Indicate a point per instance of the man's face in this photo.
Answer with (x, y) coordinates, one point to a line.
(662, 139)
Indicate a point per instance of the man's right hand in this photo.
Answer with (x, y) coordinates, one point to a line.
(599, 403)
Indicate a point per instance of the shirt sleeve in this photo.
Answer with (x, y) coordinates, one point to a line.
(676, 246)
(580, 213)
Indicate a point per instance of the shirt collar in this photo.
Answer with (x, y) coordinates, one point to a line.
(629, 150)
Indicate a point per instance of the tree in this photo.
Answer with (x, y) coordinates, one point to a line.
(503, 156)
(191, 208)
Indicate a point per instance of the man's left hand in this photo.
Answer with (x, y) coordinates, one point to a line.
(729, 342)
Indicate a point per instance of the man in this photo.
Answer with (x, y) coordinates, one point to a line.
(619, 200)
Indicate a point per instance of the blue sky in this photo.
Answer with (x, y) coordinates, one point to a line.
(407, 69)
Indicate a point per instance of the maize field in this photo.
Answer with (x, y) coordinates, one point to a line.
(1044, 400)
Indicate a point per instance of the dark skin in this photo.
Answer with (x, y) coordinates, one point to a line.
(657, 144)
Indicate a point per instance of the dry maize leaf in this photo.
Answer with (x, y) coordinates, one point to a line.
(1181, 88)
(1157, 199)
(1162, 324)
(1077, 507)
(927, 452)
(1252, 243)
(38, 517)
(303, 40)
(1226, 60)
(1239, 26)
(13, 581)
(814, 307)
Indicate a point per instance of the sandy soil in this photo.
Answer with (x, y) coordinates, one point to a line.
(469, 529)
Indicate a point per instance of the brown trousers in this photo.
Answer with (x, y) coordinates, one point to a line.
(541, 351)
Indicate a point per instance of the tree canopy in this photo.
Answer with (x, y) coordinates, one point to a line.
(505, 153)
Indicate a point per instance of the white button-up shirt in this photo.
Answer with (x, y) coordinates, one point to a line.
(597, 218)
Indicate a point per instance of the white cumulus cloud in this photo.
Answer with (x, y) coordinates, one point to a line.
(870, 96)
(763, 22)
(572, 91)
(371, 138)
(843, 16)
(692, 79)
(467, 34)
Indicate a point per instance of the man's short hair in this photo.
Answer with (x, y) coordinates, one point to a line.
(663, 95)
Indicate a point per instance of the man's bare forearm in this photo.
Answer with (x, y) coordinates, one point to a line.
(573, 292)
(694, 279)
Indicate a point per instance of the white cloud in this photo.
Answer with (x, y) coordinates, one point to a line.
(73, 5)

---

WORK REQUEST: Every record is to be written out verbatim.

ANSWER BOX:
Indicate a point per instance of the man's face in this photo.
Answer with (x, y) coordinates, one point to a line.
(662, 139)
Indicate a point per instance of the man's right hand in this photo.
Answer with (x, y) coordinates, one point to a line.
(599, 403)
Indicate a point per instance of the shirt sleeve in this photo.
Answer with (x, y) coordinates, one point to a line.
(676, 246)
(580, 213)
Indicate a point per instance of the shirt collar in this photo.
Answer with (x, y) coordinates, one point to a line.
(629, 150)
Indicate a point per instance of the tree in this photo.
Answer with (x, y) coordinates, one point to a line.
(503, 156)
(191, 208)
Indicate a point per instance of the man's left hand in this photo.
Answer with (x, y) coordinates, one point to a line.
(729, 342)
Indicate a point per instance of the man in this photo.
Answer with (x, y) coordinates, one point to a line.
(619, 200)
Indicate a point per instance of the blue sky in this photo.
Answer with (x, y) coordinates, one point to a line.
(407, 69)
Indicate a point per instance of the maize field in this photo.
Answer with (x, y) coordinates, one point to a line.
(1044, 400)
Indicate a point per instance of the dark skin in this photo.
Answer with (x, y) coordinates, one point to a line.
(657, 144)
Indicate a point per instance of the dry maize leaf in this photo.
Answer with (x, y) coordinates, one point to a line.
(1181, 88)
(1157, 199)
(1162, 324)
(1077, 507)
(927, 452)
(1252, 243)
(38, 517)
(303, 40)
(1226, 60)
(1239, 26)
(13, 581)
(814, 307)
Indicate a point per instance of the sandy soil in this photo.
Answer with (x, y) coordinates, one point to a line.
(469, 529)
Indicate a point per instance of the brown trousers in this photo.
Answer with (x, y) coordinates, one point to a line.
(541, 351)
Indicate a point per instance of the tree canopy in this photo.
Answer with (x, y) coordinates, one point to a line.
(505, 153)
Indicate a point per instance of the white button-up shirt in this photo.
Answer with (x, y) coordinates, one point to a line.
(597, 218)
Indicate a point per instance of the white cumulus cloud in this photo.
Answer with (x, y) coordinates, one point to a line.
(870, 96)
(763, 22)
(572, 91)
(371, 138)
(843, 16)
(692, 79)
(467, 34)
Indicate a point per instance of the man's short hair in this photo.
Answer with (x, y) coordinates, one point to a line.
(663, 95)
Indicate a point per instance of the man's bare forearm in this photo.
Answer with (x, y) coordinates, one point to a line.
(573, 292)
(694, 279)
Indicate a point per instance of the white cloud in this photo.
Answer with (x, y) coordinates, one point to a line.
(73, 5)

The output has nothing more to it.